Exercise brief
Each line below should be reproduced without any alteration.

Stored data

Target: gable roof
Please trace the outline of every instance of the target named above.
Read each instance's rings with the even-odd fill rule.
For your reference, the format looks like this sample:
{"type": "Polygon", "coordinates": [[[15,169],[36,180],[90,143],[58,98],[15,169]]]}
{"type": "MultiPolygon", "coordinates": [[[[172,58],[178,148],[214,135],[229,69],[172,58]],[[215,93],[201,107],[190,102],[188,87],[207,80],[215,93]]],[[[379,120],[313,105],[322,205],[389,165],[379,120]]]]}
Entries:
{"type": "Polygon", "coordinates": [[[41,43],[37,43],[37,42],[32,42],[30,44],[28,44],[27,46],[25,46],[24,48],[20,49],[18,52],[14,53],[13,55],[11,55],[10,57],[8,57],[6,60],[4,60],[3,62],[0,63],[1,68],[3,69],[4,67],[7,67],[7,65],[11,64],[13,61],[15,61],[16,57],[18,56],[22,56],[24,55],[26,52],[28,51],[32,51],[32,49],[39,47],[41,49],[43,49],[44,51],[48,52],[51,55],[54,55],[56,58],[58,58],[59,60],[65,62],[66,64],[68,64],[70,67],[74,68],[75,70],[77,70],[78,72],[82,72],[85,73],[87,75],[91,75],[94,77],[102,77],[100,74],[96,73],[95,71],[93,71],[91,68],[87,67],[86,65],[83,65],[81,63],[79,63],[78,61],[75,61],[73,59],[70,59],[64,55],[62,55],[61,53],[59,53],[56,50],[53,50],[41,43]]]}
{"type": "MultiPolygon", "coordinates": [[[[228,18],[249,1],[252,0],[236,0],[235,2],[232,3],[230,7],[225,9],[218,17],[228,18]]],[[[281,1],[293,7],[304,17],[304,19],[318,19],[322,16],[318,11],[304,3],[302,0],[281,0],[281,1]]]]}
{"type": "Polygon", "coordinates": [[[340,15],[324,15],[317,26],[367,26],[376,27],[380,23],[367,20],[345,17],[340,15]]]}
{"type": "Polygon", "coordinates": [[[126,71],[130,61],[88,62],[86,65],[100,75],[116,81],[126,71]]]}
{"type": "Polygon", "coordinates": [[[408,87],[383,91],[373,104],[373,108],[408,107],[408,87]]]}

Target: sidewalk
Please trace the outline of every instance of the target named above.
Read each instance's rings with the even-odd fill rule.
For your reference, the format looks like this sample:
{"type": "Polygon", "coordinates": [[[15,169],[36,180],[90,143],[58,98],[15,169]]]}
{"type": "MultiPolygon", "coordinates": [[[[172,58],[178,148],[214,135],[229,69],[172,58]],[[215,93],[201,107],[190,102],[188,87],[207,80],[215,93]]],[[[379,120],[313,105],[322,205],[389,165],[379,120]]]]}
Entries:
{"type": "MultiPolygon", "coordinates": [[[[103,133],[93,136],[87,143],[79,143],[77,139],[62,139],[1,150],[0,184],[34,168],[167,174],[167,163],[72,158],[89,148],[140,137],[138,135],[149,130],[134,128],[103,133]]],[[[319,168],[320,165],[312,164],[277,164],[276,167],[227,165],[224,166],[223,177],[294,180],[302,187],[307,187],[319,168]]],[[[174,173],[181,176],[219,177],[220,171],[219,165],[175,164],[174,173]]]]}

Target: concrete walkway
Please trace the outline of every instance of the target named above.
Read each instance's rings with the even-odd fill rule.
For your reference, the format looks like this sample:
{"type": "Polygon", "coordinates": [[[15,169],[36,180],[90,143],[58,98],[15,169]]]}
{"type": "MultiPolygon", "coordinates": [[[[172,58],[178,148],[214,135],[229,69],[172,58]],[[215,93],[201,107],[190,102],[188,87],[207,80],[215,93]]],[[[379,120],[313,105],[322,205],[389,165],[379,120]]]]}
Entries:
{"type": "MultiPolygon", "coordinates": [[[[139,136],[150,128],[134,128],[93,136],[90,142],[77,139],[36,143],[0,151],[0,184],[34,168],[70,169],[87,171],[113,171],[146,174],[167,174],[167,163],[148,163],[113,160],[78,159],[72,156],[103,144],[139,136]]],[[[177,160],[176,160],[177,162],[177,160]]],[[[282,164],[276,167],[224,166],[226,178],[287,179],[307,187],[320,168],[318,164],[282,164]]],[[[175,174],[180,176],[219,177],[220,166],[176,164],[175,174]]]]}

Answer area
Target: gable roof
Please trace the outline of every instance of the target named above.
Read each instance's rings with the even-odd fill rule.
For your reference, the format looks like this sample:
{"type": "Polygon", "coordinates": [[[15,169],[36,180],[90,143],[58,98],[15,169]]]}
{"type": "MultiPolygon", "coordinates": [[[[172,58],[178,148],[214,135],[229,69],[172,58]],[[215,93],[201,107],[190,102],[188,87],[207,80],[215,93]]],[[[379,120],[313,105],[322,205],[389,165],[379,120]]]]}
Entries:
{"type": "Polygon", "coordinates": [[[41,43],[37,43],[37,42],[32,42],[30,44],[28,44],[27,46],[25,46],[24,48],[20,49],[18,52],[14,53],[13,55],[11,55],[10,57],[8,57],[6,60],[4,60],[3,62],[0,63],[1,68],[3,69],[4,67],[7,67],[7,65],[11,64],[13,61],[15,61],[16,57],[18,56],[22,56],[24,55],[26,52],[28,51],[32,51],[32,49],[39,47],[41,49],[43,49],[44,51],[48,52],[51,55],[54,55],[56,58],[58,58],[59,60],[65,62],[66,64],[68,64],[70,67],[74,68],[75,70],[77,70],[78,72],[82,72],[85,73],[87,75],[91,75],[94,77],[102,77],[100,74],[96,73],[95,71],[93,71],[91,68],[87,67],[86,65],[83,65],[81,63],[79,63],[78,61],[75,61],[73,59],[70,59],[64,55],[62,55],[61,53],[59,53],[56,50],[53,50],[41,43]]]}
{"type": "MultiPolygon", "coordinates": [[[[228,18],[249,1],[252,0],[236,0],[235,2],[232,3],[230,7],[225,9],[218,17],[228,18]]],[[[281,1],[293,7],[304,17],[304,19],[318,19],[322,16],[318,11],[304,3],[302,0],[281,0],[281,1]]]]}
{"type": "Polygon", "coordinates": [[[340,15],[324,15],[317,26],[367,26],[376,27],[380,23],[367,20],[345,17],[340,15]]]}
{"type": "Polygon", "coordinates": [[[126,71],[130,61],[88,62],[86,65],[100,75],[116,81],[126,71]]]}
{"type": "Polygon", "coordinates": [[[408,87],[383,91],[373,104],[373,108],[408,107],[408,87]]]}

Target: sidewalk
Please trace the outline of every instance of the target named above.
Read each instance's rings with the even-odd fill rule.
For your reference, the format looks like this sample:
{"type": "Polygon", "coordinates": [[[15,169],[36,180],[90,143],[58,98],[15,169]]]}
{"type": "MultiPolygon", "coordinates": [[[[172,58],[178,148],[214,135],[229,69],[172,58]],[[215,93],[201,107],[190,102],[188,87],[207,80],[215,93]]],[[[379,120],[313,105],[322,205],[389,165],[379,120]]]]}
Entries:
{"type": "MultiPolygon", "coordinates": [[[[103,133],[93,136],[87,143],[79,143],[77,139],[62,139],[1,150],[0,184],[34,168],[167,174],[167,163],[72,158],[89,148],[140,137],[138,135],[149,130],[134,128],[103,133]]],[[[319,168],[320,165],[312,164],[277,164],[276,167],[227,165],[224,166],[223,177],[294,180],[302,187],[307,187],[319,168]]],[[[174,173],[181,176],[219,177],[220,171],[219,165],[175,164],[174,173]]]]}

Target: concrete walkway
Please trace the outline of every instance of the target named above.
Read each instance's rings with the even-odd fill rule.
For your reference, the format looks like this sample:
{"type": "Polygon", "coordinates": [[[15,169],[36,180],[90,143],[58,98],[15,169]]]}
{"type": "MultiPolygon", "coordinates": [[[[172,58],[178,148],[214,135],[229,69],[172,58]],[[215,93],[201,107],[190,102],[188,87],[207,80],[215,93]]],[[[379,120],[313,105],[322,205],[389,165],[379,120]]]]}
Entries:
{"type": "MultiPolygon", "coordinates": [[[[139,136],[150,128],[134,128],[93,136],[90,142],[77,139],[36,143],[0,151],[0,184],[34,168],[70,169],[87,171],[113,171],[146,174],[167,174],[167,163],[148,163],[113,160],[78,159],[72,156],[103,144],[139,136]]],[[[177,160],[176,160],[177,162],[177,160]]],[[[282,164],[276,167],[224,166],[226,178],[287,179],[307,187],[320,168],[318,164],[282,164]]],[[[175,174],[180,176],[219,177],[220,166],[176,164],[175,174]]]]}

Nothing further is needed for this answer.